PROBLEM STATEMENT: Find the line that contains "Where can the sky" in the entries below. Restate it and every line after it, word for word, with no pictures.

TASK INPUT:
>>>>

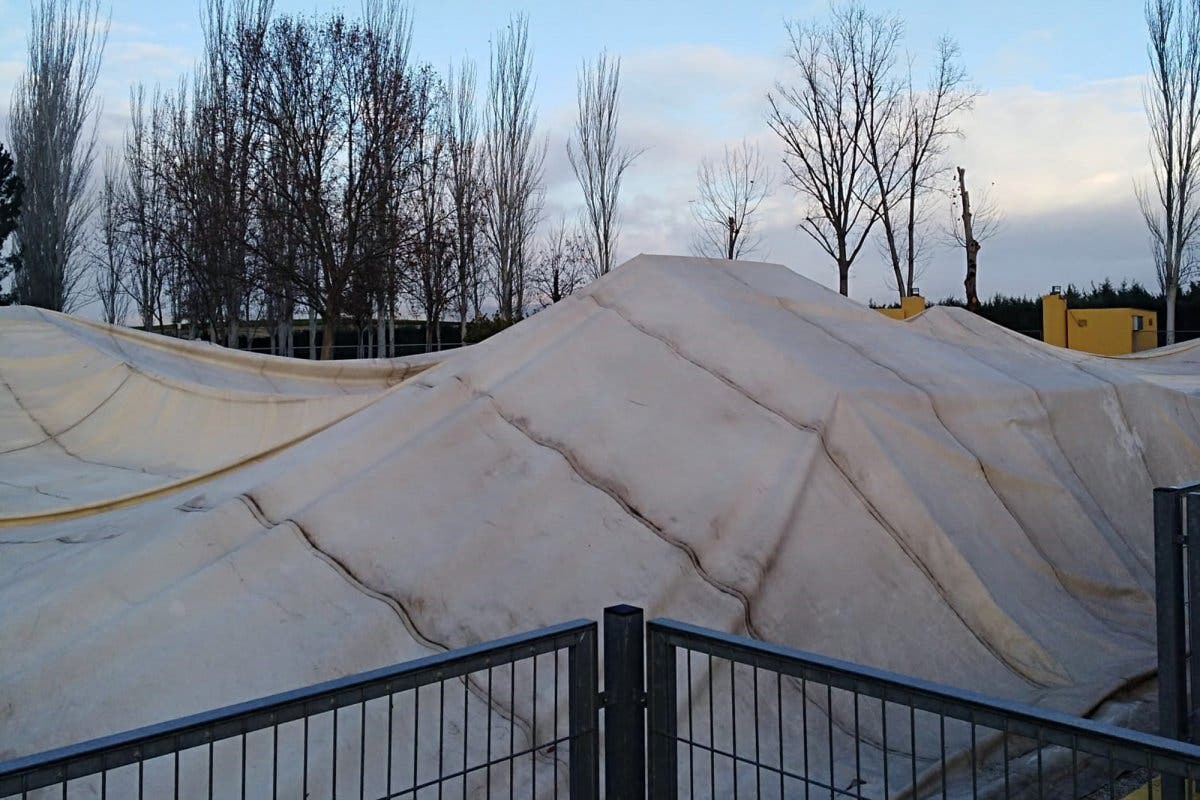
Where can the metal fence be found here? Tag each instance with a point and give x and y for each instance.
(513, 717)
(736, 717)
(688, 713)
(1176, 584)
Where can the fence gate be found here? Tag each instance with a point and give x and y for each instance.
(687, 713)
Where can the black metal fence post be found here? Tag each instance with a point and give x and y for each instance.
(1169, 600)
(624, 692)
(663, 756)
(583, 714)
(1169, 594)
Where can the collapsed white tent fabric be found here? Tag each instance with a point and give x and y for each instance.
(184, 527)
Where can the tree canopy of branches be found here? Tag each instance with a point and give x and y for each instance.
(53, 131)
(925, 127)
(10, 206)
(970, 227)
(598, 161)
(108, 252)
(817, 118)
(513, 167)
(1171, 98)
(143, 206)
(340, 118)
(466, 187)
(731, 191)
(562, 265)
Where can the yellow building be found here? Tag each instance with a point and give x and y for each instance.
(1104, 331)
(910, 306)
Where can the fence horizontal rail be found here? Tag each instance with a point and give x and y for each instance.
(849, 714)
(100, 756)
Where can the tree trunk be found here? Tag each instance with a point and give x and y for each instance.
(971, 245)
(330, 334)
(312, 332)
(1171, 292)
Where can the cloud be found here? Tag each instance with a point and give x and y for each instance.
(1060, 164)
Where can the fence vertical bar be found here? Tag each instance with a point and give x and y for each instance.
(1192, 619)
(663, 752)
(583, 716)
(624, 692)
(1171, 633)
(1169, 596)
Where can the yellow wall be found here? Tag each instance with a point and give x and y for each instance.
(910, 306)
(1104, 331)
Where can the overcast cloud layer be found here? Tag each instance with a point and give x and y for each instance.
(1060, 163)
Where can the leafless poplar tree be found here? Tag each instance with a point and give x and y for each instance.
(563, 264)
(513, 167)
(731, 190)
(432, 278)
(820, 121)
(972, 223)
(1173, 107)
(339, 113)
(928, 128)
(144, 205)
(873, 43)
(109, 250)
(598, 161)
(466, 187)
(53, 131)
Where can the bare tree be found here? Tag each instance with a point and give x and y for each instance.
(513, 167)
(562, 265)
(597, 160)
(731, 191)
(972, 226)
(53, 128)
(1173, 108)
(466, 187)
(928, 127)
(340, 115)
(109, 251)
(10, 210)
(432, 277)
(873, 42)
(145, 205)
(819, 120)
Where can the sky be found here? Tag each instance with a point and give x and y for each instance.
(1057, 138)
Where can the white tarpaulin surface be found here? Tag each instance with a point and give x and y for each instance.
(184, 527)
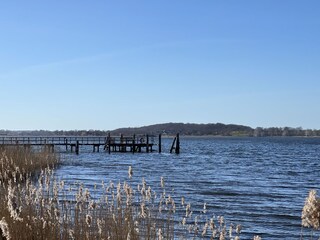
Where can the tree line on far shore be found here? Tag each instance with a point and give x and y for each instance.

<<<<

RESULT OF THIS EXERCISE:
Where can the sky be found here? Tag each instance with a point and give x and y for each instance.
(1057, 138)
Where can the white tarpaulin surface be found here? Tag each instance with a point and give x and y for each instance.
(184, 527)
Where can the tree line on far shore be found here? Tag each instance with a point and give x and y for each instance.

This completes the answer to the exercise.